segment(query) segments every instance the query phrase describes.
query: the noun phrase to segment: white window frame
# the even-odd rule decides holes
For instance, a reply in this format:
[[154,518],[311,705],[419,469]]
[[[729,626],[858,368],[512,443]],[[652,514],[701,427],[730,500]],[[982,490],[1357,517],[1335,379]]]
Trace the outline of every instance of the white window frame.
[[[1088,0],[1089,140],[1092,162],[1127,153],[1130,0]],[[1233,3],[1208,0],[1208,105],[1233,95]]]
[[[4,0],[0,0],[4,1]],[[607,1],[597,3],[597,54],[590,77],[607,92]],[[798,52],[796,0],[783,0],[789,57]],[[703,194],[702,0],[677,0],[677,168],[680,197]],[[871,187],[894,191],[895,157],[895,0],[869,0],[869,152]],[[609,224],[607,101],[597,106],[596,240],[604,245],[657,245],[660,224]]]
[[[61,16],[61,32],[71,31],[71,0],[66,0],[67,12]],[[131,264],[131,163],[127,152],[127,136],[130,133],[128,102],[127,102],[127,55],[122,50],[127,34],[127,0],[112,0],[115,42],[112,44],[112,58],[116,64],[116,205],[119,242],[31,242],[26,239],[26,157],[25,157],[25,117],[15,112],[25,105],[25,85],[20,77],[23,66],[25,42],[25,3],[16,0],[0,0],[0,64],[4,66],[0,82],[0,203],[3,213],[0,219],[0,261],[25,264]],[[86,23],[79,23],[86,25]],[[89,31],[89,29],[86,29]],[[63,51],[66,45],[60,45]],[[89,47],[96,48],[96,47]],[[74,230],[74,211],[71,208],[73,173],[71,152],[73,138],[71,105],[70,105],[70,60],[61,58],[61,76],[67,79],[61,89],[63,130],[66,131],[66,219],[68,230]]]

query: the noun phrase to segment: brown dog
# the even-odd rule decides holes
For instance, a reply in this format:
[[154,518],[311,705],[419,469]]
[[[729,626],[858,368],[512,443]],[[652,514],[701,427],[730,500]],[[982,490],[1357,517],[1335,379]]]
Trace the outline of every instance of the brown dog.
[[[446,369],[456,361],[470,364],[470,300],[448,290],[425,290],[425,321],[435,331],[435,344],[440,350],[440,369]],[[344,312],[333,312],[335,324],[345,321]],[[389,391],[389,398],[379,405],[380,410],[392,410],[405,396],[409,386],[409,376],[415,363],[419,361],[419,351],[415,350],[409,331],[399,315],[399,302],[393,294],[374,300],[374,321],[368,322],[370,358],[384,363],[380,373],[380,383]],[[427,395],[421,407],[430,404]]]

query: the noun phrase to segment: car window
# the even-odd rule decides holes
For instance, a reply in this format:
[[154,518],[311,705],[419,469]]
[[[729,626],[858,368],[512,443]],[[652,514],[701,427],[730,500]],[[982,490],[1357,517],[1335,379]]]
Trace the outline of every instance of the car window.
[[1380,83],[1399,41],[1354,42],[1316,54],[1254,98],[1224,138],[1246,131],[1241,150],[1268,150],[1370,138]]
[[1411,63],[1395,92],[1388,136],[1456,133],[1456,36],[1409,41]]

YOUR GOAL: Please add 10 to every coordinate in the answers, and reproduce everything from the line containing "query: the noun phrase to segment: brown dog" down to the end of the records, both ends included, with all other lines left as they are.

THE REPLY:
query: the noun phrase to segment: brown dog
# the even-odd rule decides holes
For instance, a reply in this format:
[[154,518],[311,705],[419,469]]
[[[729,626],[858,368],[512,443]],[[652,514],[701,427],[730,500]],[[982,490],[1357,517],[1335,379]]]
Trace the outline of every instance of the brown dog.
[[[456,379],[466,371],[480,374],[480,310],[458,300],[435,300],[435,331],[445,341],[445,354],[450,360],[450,379]],[[354,322],[343,322],[345,334],[355,331]],[[399,401],[399,408],[389,415],[390,420],[402,420],[415,406],[419,396],[419,386],[425,373],[429,371],[429,361],[425,360],[419,341],[409,325],[409,312],[403,304],[384,310],[384,331],[378,332],[380,368],[394,373],[390,383],[390,393]],[[437,405],[431,417],[440,414]]]

query: the noun phrase to segment: car window
# the even-odd rule decides holes
For instance, a reply in this format:
[[154,518],[311,705],[419,469]]
[[[729,626],[858,368],[512,443]],[[652,514],[701,427],[730,500]],[[982,490],[1357,517],[1335,379]]]
Trace the outline of every instance of the car window.
[[1390,93],[1409,51],[1364,52],[1326,64],[1264,108],[1234,148],[1256,141],[1251,160],[1278,160],[1380,148]]
[[1421,73],[1405,102],[1398,146],[1466,143],[1466,46],[1419,51]]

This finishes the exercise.